Jobs –
**a)** In the certification thread, what degree has Revoluti0n already earned?
**b)** List every certification that crazijoe, in the certification thread, suggests looking at beyond the MCSE for a Computer Systems Analyst role.

Excerpt –

# Which cert is the most robust?



## Revoluti0n (Oct 5, 2005)

Hi,

I am thinking of enrolling in a community college in the spring semester of 2006. I want to take a couple computer classes, but I was unclear on some of the certification available.
I was wondering how useful it was to have the A+ and MSCE? I have already graduated from college with a BA in Psychology, I have a full time day job but I also work part time repairing, building, troubleshooting, etc for various people at my workplace.
I would eventually like to get into a "Computer Systems Analyst" position, what would you recommend starting off with?
I have about 5 years experience building systems and a fairly broad/general understanding of hardware types (PC mostly, not network).
Thoughts, suggestions? Questions?


----------



## crazijoe (Oct 19, 2004)

The MCSE will set you up for designing Microsoft networks. However if you want to be a Computer Systems Analyst you may need to look at other things like Cisco CCNA, Linux+, MCDA, Oracle DBA and other certs to make well deversified on the field. This can be time comsuming and costly. The best thing to do is get your foot in the door of a company that will send you to school to learn these.


----------



## Revoluti0n (Oct 5, 2005)

Thanks for the reply. Should I bother with an A+ certification?


----------



## crazijoe (Oct 19, 2004)

I did both the A+ and the Network +because, it used to be, both certs together would fullfill an elective for the MCSA. I think they just have Security+ for an elective right now. 
I have see some local small shops have certified A+ techs hired. It's kinda like an ASE certified mechanic at a garage.


----------



## Ericwaycotx (Oct 16, 2005)

Revoluti0n said:


> Thanks for the reply. Should I bother with an A+ certification?


Get your A+.


----------



## FlyingFin (Nov 4, 2005)

crazijoe said:


> I think they just have Security+ for an elective right now.


Yes, that is correct


----------



## DeFcOn (Aug 20, 2005)

A+ and Linux+ are the best in my opinion.....i'm taking CCNA couses right now though


----------

Records shown –
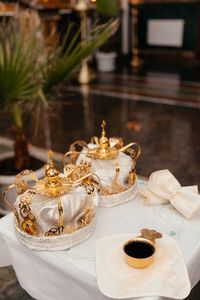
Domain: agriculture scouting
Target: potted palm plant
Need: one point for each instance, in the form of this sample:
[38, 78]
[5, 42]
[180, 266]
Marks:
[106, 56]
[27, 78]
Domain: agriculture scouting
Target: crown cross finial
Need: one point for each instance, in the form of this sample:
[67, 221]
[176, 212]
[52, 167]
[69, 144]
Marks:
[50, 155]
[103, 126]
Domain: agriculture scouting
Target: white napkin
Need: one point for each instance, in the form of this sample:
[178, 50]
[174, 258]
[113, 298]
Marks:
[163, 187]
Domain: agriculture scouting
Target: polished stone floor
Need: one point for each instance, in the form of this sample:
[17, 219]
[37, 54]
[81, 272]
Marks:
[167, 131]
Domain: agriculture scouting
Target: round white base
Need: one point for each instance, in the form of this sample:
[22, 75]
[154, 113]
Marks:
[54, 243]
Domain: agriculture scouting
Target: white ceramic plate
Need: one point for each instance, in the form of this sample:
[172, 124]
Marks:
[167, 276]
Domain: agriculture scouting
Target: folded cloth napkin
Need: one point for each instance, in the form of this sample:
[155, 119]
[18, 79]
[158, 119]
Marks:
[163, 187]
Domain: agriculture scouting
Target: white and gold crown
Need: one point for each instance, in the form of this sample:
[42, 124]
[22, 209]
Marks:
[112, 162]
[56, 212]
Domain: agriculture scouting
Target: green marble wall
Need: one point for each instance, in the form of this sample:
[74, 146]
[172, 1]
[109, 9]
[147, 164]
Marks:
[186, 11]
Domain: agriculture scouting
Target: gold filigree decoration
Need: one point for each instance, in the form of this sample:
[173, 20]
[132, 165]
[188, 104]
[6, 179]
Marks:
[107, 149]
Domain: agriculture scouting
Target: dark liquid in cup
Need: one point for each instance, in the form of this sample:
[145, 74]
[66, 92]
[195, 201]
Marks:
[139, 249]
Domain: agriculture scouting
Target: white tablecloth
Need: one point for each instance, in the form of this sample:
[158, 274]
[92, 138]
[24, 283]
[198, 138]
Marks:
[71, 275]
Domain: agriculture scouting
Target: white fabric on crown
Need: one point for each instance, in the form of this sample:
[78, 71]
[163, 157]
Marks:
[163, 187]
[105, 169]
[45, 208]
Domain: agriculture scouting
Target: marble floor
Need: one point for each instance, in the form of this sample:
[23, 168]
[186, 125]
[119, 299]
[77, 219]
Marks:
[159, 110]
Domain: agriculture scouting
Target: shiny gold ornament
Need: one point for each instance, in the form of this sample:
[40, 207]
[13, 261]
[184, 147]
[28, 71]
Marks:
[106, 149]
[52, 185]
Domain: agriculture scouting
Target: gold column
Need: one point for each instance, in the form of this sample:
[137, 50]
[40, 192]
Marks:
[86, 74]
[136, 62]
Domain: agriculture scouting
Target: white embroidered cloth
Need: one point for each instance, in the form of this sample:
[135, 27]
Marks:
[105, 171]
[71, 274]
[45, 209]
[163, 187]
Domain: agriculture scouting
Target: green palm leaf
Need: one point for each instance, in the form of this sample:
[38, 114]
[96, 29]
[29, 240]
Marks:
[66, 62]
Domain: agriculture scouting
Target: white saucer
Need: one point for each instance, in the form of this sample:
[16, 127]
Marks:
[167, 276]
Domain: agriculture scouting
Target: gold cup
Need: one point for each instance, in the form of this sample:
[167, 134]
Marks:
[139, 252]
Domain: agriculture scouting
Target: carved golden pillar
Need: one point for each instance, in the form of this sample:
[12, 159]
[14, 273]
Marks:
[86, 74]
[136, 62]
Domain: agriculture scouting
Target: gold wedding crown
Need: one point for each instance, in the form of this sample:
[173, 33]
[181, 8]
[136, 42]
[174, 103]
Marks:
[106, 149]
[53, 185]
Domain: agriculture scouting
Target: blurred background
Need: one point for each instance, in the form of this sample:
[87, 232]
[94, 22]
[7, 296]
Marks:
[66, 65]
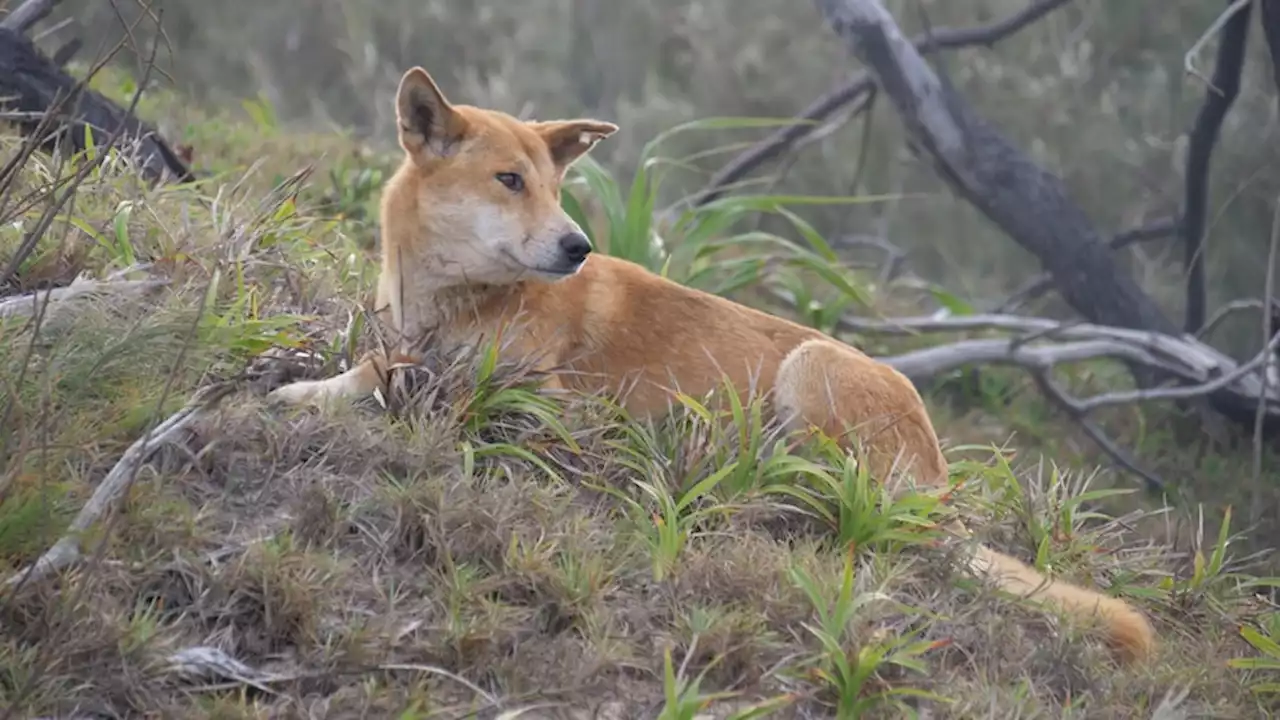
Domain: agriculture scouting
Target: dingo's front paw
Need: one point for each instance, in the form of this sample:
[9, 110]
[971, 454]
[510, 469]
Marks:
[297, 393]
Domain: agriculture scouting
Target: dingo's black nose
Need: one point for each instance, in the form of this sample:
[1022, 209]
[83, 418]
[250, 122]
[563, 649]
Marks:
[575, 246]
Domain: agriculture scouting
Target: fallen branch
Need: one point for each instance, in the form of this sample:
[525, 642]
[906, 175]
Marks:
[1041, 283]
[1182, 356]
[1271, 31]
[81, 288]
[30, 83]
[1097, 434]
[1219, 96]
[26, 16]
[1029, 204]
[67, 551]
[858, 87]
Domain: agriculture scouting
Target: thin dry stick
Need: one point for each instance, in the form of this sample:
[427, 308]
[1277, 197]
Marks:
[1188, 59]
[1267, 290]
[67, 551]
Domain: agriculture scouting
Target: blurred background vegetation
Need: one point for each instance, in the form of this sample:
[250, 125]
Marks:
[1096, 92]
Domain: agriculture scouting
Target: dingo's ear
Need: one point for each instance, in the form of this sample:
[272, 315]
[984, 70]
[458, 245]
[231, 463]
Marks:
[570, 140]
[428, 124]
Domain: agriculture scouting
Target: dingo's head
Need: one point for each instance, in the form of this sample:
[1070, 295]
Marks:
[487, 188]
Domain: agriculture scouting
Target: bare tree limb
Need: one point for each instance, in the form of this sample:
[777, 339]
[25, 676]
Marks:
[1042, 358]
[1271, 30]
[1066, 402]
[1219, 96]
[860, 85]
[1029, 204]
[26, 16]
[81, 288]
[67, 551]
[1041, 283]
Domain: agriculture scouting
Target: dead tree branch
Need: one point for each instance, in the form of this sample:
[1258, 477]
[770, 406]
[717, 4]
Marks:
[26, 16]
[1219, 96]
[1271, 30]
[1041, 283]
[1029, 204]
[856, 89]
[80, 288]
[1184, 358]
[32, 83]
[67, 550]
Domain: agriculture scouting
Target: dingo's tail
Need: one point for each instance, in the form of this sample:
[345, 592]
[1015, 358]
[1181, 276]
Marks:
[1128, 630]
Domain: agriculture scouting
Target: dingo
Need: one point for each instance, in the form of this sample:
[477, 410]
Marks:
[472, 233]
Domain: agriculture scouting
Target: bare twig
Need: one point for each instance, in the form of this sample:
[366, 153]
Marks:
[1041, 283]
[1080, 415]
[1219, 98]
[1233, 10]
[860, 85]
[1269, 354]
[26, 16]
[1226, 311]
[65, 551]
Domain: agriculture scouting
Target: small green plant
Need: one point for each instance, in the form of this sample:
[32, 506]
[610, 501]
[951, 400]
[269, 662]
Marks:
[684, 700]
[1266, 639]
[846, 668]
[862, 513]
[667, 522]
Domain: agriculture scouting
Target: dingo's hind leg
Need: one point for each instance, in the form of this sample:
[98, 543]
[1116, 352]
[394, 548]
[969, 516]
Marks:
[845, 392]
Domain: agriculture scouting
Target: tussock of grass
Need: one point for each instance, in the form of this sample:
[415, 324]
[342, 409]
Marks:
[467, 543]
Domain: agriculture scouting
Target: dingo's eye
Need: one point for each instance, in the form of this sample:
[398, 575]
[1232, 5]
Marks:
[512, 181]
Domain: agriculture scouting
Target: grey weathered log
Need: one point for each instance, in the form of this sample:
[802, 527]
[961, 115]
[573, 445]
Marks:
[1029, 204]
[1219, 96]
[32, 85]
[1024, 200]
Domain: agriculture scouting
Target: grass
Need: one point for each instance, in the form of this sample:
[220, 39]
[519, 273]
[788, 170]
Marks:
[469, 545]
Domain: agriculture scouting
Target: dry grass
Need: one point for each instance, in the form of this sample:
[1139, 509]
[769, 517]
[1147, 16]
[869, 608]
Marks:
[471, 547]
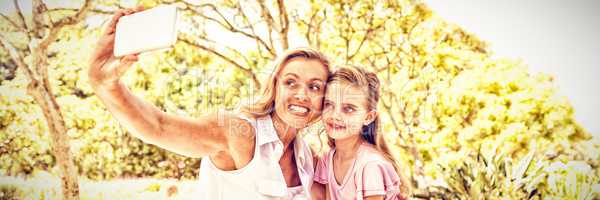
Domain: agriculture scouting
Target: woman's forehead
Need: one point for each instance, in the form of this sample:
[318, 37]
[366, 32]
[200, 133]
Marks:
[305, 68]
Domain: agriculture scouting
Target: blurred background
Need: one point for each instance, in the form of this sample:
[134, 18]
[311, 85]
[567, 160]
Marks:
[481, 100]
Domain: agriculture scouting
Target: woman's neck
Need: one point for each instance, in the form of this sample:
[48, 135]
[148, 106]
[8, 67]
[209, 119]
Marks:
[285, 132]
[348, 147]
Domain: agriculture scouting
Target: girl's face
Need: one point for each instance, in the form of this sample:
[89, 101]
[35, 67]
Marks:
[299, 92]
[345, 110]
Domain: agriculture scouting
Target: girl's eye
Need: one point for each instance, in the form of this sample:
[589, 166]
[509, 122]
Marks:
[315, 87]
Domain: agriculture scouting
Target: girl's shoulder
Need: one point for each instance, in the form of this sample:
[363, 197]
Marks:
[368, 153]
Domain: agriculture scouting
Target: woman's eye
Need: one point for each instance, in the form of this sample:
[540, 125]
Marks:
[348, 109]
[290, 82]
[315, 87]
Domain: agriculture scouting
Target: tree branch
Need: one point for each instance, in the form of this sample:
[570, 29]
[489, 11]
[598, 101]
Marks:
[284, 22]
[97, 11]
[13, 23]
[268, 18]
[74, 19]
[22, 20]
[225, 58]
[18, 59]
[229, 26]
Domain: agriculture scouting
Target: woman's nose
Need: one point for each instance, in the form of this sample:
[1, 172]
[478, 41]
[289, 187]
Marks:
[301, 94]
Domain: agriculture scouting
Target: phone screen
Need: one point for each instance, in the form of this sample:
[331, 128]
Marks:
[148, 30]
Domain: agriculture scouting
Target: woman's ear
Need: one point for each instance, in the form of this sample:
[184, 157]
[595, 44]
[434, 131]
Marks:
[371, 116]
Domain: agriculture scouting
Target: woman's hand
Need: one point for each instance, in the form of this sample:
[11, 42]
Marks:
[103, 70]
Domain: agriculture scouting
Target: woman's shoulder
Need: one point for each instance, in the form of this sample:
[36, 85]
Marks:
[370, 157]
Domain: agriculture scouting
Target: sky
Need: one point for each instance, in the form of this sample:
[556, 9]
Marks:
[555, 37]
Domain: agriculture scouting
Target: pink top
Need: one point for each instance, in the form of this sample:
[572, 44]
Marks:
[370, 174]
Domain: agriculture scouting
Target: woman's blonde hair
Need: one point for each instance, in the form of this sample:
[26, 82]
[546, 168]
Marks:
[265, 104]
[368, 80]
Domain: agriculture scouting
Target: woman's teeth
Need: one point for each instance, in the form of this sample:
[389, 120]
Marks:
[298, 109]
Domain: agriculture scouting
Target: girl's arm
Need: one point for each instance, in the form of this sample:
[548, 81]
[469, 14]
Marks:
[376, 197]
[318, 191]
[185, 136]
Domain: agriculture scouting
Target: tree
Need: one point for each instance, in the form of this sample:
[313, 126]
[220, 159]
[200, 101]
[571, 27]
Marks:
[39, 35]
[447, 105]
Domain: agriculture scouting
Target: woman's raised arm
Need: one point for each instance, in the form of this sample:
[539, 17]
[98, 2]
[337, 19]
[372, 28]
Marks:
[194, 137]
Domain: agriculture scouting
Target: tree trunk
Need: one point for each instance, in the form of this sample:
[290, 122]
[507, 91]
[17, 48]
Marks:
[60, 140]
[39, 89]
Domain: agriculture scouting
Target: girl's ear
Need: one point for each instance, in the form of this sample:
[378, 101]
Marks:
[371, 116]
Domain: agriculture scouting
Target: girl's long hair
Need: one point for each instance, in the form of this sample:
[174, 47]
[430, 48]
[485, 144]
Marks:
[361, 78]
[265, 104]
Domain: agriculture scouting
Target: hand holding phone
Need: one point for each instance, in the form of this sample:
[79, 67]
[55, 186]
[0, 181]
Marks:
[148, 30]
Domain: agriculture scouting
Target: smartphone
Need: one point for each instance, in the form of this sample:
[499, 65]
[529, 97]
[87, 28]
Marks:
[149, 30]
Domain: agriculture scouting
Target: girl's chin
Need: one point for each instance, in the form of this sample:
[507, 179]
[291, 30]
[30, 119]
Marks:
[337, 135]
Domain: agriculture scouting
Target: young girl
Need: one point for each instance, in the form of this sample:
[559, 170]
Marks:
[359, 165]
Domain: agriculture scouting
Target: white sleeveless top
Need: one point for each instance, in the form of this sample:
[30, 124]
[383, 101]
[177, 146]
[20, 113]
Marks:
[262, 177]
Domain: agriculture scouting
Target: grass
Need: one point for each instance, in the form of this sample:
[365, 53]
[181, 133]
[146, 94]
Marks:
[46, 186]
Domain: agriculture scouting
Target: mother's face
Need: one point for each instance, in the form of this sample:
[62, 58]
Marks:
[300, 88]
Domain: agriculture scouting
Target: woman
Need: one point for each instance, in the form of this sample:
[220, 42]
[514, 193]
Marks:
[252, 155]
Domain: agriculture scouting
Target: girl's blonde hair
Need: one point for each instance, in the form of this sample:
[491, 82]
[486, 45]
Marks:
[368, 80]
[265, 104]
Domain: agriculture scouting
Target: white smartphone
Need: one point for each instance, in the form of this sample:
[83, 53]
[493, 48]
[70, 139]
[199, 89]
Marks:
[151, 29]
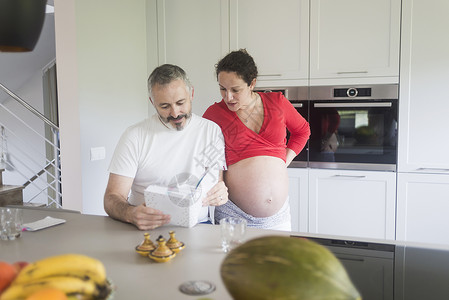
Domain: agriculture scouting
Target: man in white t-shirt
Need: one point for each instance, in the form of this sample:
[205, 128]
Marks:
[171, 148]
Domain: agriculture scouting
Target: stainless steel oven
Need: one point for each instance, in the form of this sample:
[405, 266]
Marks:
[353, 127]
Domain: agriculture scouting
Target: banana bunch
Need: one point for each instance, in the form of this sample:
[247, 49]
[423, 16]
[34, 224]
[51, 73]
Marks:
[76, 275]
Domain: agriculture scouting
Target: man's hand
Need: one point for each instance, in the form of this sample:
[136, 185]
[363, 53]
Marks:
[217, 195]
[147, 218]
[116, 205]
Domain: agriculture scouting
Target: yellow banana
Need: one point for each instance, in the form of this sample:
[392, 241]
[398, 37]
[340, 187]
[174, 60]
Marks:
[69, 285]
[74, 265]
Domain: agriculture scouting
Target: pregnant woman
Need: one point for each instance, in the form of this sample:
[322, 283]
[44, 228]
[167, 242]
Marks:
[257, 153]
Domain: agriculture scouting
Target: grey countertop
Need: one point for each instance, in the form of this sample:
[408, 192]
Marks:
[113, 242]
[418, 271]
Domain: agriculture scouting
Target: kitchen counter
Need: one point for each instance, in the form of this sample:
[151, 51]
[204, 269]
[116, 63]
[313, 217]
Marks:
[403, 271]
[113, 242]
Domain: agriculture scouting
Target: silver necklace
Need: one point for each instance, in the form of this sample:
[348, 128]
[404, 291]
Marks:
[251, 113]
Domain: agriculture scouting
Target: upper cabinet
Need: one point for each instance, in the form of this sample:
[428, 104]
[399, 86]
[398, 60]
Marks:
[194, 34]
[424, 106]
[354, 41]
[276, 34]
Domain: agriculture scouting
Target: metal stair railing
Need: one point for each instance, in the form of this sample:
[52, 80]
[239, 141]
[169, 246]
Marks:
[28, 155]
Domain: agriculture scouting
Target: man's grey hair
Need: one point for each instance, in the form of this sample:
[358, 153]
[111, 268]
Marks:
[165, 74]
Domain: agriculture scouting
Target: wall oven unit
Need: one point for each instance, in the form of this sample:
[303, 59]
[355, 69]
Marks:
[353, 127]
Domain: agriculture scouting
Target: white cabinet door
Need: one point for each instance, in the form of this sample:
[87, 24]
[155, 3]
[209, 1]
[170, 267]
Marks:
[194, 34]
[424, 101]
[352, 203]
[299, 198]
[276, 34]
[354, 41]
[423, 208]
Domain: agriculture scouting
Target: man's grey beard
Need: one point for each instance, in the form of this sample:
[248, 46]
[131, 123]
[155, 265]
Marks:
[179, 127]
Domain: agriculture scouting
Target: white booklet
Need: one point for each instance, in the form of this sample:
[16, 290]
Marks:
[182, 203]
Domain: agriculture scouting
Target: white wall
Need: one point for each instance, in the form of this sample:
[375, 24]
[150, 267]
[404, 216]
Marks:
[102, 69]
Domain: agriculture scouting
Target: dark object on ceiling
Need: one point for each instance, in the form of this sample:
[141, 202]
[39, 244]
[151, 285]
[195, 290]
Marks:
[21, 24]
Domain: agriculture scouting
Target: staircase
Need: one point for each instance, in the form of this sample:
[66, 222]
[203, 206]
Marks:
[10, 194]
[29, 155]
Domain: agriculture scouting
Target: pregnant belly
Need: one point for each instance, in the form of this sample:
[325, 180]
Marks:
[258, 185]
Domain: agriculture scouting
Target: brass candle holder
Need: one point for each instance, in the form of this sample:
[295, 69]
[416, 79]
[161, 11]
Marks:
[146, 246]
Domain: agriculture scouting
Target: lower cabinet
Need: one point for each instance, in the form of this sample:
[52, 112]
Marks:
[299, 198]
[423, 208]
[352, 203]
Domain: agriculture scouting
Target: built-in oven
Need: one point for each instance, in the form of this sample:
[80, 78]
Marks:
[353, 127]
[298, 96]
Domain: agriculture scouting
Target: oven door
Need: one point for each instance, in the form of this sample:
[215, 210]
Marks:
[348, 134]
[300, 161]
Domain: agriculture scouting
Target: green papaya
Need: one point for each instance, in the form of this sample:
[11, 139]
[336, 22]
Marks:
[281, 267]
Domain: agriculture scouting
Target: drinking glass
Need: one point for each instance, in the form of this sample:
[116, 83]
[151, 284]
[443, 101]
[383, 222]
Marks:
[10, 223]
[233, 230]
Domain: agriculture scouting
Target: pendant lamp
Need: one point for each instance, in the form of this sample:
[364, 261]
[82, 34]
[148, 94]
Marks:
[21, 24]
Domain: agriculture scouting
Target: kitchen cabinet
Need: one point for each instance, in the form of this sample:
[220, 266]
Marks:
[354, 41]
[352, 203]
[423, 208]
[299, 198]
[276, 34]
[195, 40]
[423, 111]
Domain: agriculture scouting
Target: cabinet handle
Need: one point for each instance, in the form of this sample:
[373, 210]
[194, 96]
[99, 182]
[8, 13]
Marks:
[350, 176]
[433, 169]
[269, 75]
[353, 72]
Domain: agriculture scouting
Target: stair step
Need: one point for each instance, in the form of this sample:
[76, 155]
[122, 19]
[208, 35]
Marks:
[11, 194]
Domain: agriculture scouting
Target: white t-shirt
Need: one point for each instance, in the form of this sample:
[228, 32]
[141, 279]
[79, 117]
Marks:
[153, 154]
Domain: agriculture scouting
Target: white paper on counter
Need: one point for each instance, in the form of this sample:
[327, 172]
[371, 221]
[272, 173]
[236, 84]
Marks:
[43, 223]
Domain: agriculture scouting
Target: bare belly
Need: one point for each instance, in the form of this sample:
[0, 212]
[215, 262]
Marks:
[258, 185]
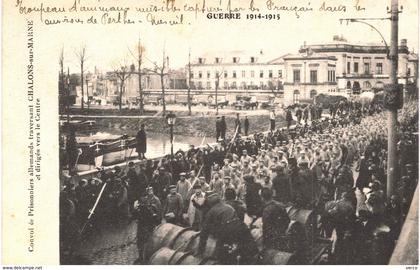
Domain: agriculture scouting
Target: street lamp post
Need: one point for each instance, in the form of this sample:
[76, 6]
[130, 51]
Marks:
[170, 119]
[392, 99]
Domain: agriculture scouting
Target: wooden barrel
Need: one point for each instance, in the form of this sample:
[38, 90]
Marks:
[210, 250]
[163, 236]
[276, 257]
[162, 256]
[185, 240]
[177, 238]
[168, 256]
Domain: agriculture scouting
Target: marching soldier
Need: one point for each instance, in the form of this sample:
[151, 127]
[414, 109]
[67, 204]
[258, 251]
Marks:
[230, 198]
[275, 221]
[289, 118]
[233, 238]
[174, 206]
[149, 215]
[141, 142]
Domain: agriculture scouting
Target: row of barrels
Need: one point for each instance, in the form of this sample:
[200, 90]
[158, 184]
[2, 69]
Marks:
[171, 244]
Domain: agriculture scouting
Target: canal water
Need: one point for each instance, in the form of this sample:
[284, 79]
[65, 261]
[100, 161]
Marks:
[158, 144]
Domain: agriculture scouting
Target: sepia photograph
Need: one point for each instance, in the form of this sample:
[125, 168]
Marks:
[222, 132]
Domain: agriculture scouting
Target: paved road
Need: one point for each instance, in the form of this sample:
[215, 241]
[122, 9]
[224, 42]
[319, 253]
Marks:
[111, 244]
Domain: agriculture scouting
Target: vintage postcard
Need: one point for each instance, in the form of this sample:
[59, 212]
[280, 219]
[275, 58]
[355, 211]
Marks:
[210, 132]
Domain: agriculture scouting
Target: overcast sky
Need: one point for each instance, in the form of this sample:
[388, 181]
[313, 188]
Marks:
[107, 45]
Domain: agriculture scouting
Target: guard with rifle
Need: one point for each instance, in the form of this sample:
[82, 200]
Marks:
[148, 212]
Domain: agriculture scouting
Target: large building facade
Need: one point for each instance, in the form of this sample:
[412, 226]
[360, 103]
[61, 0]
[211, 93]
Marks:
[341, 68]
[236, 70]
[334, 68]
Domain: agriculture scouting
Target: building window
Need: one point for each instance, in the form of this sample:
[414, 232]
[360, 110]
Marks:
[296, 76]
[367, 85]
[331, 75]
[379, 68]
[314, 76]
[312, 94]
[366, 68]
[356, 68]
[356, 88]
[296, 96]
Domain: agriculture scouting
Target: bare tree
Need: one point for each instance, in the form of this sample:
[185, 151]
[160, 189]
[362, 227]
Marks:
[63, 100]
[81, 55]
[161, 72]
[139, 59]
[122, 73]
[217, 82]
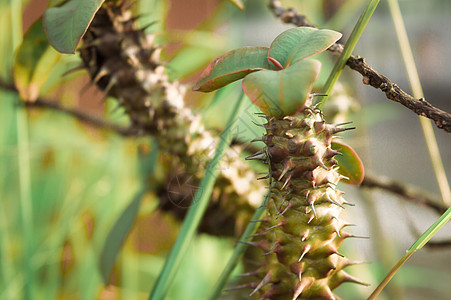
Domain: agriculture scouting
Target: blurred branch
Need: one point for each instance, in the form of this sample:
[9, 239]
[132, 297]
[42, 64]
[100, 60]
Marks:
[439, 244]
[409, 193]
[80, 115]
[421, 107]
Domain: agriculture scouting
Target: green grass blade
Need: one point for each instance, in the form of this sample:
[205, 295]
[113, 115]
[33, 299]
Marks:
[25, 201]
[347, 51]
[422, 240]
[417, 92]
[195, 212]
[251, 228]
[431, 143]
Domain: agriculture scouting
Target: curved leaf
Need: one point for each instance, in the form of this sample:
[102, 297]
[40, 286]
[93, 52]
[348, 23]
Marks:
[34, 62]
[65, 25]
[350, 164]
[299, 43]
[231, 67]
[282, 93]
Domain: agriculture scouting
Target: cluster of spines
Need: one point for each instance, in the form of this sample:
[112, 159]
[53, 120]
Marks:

Task-by-task outputs –
**a)** A BA in Psychology.

**b)** Cisco CCNA, Linux+, MCDA, Oracle DBA